Exercise directions: Replace "thickest part" with "widest part" throughout the lines below, and give them back with nothing else changed. Leave the pictures out of your answer.

Records for the task:
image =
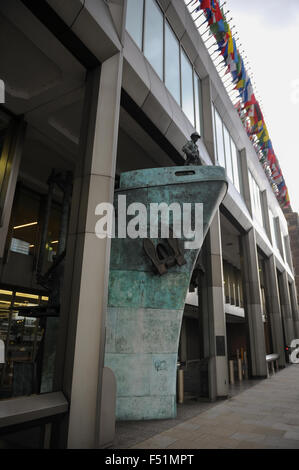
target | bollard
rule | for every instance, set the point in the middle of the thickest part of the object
(240, 375)
(231, 372)
(245, 366)
(180, 386)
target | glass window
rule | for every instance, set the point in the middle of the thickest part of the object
(228, 157)
(22, 336)
(255, 195)
(219, 139)
(134, 20)
(25, 218)
(198, 105)
(272, 228)
(187, 88)
(172, 63)
(235, 162)
(287, 250)
(153, 36)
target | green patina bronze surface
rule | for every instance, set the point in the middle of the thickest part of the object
(144, 309)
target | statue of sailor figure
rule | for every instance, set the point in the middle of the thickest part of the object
(190, 149)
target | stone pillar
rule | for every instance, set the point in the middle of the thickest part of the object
(294, 302)
(253, 305)
(208, 132)
(272, 293)
(87, 260)
(286, 308)
(218, 366)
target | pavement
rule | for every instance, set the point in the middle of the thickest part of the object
(264, 415)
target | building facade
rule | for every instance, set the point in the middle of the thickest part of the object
(94, 89)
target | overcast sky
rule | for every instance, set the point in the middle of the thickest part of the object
(269, 33)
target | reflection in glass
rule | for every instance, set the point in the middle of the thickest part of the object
(187, 88)
(134, 20)
(153, 36)
(198, 108)
(219, 139)
(228, 158)
(172, 63)
(235, 161)
(22, 337)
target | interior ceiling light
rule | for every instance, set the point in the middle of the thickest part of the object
(25, 225)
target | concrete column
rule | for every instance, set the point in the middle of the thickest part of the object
(272, 293)
(264, 201)
(12, 154)
(218, 366)
(245, 179)
(294, 302)
(286, 308)
(87, 260)
(208, 132)
(253, 305)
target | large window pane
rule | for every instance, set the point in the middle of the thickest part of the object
(187, 88)
(219, 139)
(228, 158)
(235, 161)
(134, 20)
(172, 63)
(153, 36)
(198, 108)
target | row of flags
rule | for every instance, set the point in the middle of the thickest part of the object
(247, 107)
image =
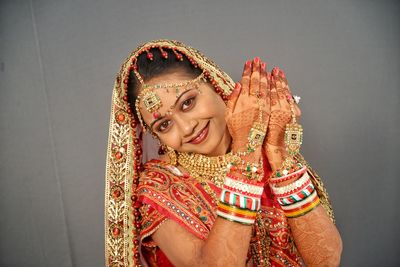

Output below:
image =
target | bollard
rule | for every instance, set the point in the middle of the widest part of the object
(240, 375)
(231, 372)
(245, 366)
(180, 386)
target | glass window
rule | for every instance, set the point in the middle of the widest part of the object
(228, 157)
(22, 336)
(255, 195)
(219, 139)
(134, 20)
(25, 218)
(198, 105)
(272, 228)
(187, 88)
(172, 63)
(235, 162)
(287, 250)
(153, 36)
target | green patina bronze surface
rule | for every instance, set the point in the middle of the widest part of the object
(144, 309)
target | statue of sailor figure
rule | for every instance, set the point in the middle of the widest part of the object
(190, 149)
target | stone pillar
rule | for every instance, set the point in the middle of the widest part of the object
(294, 302)
(253, 305)
(208, 132)
(272, 293)
(87, 260)
(286, 308)
(218, 366)
target | pavement
rule | for every instance, set the point in the middle of the widest part of the object
(264, 415)
target | building facade
rule | for every instance, set the point in the middle of the widest part of the object
(94, 89)
target | overcast sky
rule | for every instance, set the point in the middle of the widest part of the object
(269, 33)
target | reflection in glass
rule | for every instance, set the point in the middle of the widest part of the object
(187, 88)
(134, 20)
(153, 36)
(198, 108)
(219, 139)
(228, 158)
(172, 63)
(235, 161)
(22, 337)
target | interior ceiling light
rule | for every instance, set the point in the middle of the widest part of the object
(25, 225)
target | concrete column
rule | for every instance, set the point in the middle of the widest part of the object
(272, 293)
(264, 201)
(12, 154)
(218, 366)
(245, 179)
(294, 302)
(286, 308)
(87, 260)
(208, 132)
(253, 305)
target | large window pane
rule | for every instance, set the point in the middle of the widest part of the object
(187, 88)
(219, 139)
(228, 158)
(235, 161)
(134, 20)
(172, 63)
(153, 36)
(198, 108)
target | row of flags
rule | for every instance, set the point in the middle of the widest part of the object
(247, 107)
image =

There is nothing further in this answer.